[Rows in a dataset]

* * * * *

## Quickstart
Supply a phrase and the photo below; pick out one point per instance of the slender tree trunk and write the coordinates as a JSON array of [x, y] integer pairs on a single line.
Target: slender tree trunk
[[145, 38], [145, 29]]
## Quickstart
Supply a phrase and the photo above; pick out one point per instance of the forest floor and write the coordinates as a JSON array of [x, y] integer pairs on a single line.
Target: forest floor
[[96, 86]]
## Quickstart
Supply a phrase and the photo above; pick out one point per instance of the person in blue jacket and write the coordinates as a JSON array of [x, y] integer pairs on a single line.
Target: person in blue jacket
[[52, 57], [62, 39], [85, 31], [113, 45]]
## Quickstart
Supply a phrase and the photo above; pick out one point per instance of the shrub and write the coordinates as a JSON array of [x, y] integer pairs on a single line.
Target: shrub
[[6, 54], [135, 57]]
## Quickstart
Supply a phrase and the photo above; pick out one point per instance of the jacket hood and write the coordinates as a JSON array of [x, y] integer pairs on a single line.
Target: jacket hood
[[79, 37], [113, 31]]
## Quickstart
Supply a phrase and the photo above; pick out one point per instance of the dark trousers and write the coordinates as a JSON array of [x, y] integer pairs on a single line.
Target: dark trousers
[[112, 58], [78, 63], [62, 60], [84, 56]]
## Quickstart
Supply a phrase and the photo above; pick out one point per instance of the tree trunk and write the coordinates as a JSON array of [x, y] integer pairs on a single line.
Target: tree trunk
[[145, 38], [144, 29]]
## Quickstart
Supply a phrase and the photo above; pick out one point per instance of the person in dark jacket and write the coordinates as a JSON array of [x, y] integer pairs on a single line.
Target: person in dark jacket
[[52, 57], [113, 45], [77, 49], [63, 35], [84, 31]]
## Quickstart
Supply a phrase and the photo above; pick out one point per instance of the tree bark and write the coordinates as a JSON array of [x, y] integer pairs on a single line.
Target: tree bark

* * * * *

Convert every row above into a Markdown table with two columns, No. and Line. Give each line its own number, and leave out blank lines.

*EXERCISE RESULT*
| No. | Line |
|---|---|
| 1 | ## Quickstart |
| 2 | Supply a phrase and the photo below; pick out one point per instance of the slender tree trunk and write the coordinates as a JSON array of [x, y] integer pairs on a single line. |
| 3 | Target: slender tree trunk |
| 4 | [[145, 38], [145, 29]] |
| 5 | ## Quickstart |
| 6 | Supply a phrase and the photo above; pick out one point per instance of the forest floor and write the coordinates as a JSON array of [x, y] integer pairs on a single line. |
| 7 | Target: forest floor |
| 8 | [[96, 86]] |
| 9 | ## Quickstart |
| 10 | Supply a phrase and the photo above; pick out one point per instance of the person in blue jacket and write the coordinates as a JSON array of [x, y] integer pairs on a single line. |
| 11 | Target: person in blue jacket |
| 12 | [[52, 57], [62, 39], [85, 31], [113, 45]] |
| 13 | ## Quickstart |
| 14 | Supply a phrase and the photo above; pick out one point per instance of the shrub and write the coordinates as a JSON array of [x, y] integer pairs on a single line. |
| 15 | Target: shrub |
| 16 | [[6, 54], [135, 57]] |
| 17 | ## Quickstart |
| 18 | Supply a phrase and the photo above; pick out one point per instance of the jacket hood and write the coordinates as a JSON array of [x, y] integer pairs on a single line. |
| 19 | Target: jacket hood |
| 20 | [[79, 37], [113, 31]] |
| 21 | ## Quickstart |
| 22 | Supply a phrase and the photo above; pick out one point per instance of the dark trousers and write the coordinates as a JSON array of [x, y] integer pairs on a single line. |
| 23 | Target: dark trousers |
| 24 | [[112, 58], [78, 63], [62, 60], [84, 56]] |
| 25 | ## Quickstart |
| 26 | Supply a phrase and the photo above; pick out one point per instance of the tree trunk and write the coordinates as a JSON array of [x, y] integer pairs on a single line. |
| 27 | Target: tree trunk |
| 28 | [[145, 38], [144, 29]] |
| 29 | ## Quickstart |
| 30 | Supply a phrase and the photo above; pick out one point per instance of the person in dark jacket and write the coordinates as a JSON array of [x, y] integer pairs on a single line. |
| 31 | Target: person in dark jacket |
| 32 | [[52, 57], [113, 45], [77, 49], [63, 35], [84, 31]] |
| 33 | ## Quickstart |
| 34 | Supply a phrase and the photo above; pick out one point per instance of the tree bark and write the coordinates as a JSON array of [x, y] integer pairs on a single line. |
| 35 | Target: tree bark |